• _Supplied material_:
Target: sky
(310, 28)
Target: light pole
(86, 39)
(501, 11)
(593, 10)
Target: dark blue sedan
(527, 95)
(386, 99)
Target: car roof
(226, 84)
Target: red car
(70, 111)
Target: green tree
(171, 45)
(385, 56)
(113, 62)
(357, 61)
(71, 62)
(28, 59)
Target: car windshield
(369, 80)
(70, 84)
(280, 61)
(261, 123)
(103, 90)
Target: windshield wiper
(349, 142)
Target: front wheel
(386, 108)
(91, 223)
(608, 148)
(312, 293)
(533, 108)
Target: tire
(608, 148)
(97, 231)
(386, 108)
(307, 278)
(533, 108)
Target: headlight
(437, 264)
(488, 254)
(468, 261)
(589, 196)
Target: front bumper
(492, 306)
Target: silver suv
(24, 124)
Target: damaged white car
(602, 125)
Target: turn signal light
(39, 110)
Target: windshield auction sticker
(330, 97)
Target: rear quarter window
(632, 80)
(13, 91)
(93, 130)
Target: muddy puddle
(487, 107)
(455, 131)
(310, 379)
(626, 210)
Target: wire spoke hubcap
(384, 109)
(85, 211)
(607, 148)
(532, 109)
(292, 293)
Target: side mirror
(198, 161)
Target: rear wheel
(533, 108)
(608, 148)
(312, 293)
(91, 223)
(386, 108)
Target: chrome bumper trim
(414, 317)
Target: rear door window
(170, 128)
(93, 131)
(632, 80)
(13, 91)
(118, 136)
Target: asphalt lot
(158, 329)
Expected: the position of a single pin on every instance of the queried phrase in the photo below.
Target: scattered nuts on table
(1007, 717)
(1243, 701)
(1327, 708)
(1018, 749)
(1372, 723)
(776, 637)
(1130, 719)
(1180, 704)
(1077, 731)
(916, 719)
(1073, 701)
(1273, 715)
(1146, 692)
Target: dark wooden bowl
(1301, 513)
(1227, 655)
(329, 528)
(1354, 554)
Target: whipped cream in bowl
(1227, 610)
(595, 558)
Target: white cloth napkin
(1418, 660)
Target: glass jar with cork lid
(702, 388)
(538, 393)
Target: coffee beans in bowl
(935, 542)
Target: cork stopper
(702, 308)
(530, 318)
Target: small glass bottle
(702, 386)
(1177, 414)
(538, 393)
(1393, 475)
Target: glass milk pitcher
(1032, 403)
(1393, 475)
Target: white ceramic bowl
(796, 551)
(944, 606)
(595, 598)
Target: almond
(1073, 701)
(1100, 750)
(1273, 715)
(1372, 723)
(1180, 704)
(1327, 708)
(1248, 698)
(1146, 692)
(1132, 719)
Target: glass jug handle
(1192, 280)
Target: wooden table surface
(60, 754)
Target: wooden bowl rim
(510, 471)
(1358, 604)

• _Exercise description_:
Keeping each word as given, write out the material above.

• _Problem solution_:
Target: sky
(310, 28)
Target: light pole
(86, 39)
(501, 11)
(593, 10)
Target: dark blue sedan
(527, 95)
(386, 99)
Target: car roof
(226, 84)
Target: red car
(70, 111)
Target: green tree
(171, 45)
(385, 56)
(113, 62)
(357, 61)
(71, 62)
(28, 59)
Target: car windshield
(369, 80)
(70, 84)
(280, 61)
(261, 123)
(103, 90)
Target: windshield wiper
(349, 142)
Target: front wheel
(386, 108)
(91, 223)
(608, 148)
(312, 293)
(533, 108)
Target: tire
(608, 148)
(97, 231)
(386, 108)
(307, 278)
(533, 108)
Target: headlight
(437, 264)
(488, 254)
(468, 261)
(589, 196)
Target: front bumper
(492, 306)
Target: silver suv
(24, 124)
Target: damaged white car
(602, 125)
Target: turn signal light
(39, 110)
Target: windshield auction sticker
(330, 97)
Target: rear quarter window
(632, 80)
(13, 91)
(93, 130)
Target: muddy puddle
(487, 107)
(455, 131)
(310, 379)
(626, 210)
Target: wire spoke hubcap
(384, 109)
(85, 211)
(607, 148)
(532, 109)
(292, 293)
Target: side mirror
(198, 161)
Target: rear wheel
(533, 108)
(608, 148)
(312, 293)
(91, 223)
(386, 108)
Target: chrome bumper trim
(414, 317)
Target: rear door window
(170, 128)
(93, 131)
(632, 80)
(13, 91)
(118, 136)
Target: asphalt lot
(158, 329)
Expected: the position of a single pin on every instance of the queried phrase in the photo below.
Target: scattered nuts on table
(1007, 717)
(1243, 701)
(1327, 708)
(1018, 749)
(1372, 723)
(776, 637)
(1130, 719)
(1180, 704)
(1077, 731)
(916, 719)
(1073, 701)
(1273, 715)
(1146, 692)
Target: dark wooden bowl
(1301, 513)
(1227, 655)
(329, 528)
(1354, 554)
Target: whipped cream in bowl
(1227, 610)
(595, 558)
Target: white cloth napkin
(1418, 660)
Target: glass jar with cork lid
(702, 388)
(538, 393)
Target: coffee beans in bowl
(935, 542)
Target: cork stopper
(702, 308)
(530, 318)
Target: small glass bottle
(702, 386)
(1177, 414)
(538, 393)
(1393, 475)
Target: glass milk pitcher
(1032, 403)
(1393, 475)
Target: white ceramic bowl
(796, 551)
(944, 606)
(595, 598)
Target: almond
(1073, 701)
(1100, 750)
(1273, 715)
(1372, 723)
(1180, 704)
(1327, 708)
(1248, 698)
(1146, 692)
(1132, 719)
Target: glass jug handle
(1192, 280)
Target: wooden table surface
(60, 754)
Target: wooden bowl rim
(510, 471)
(1358, 604)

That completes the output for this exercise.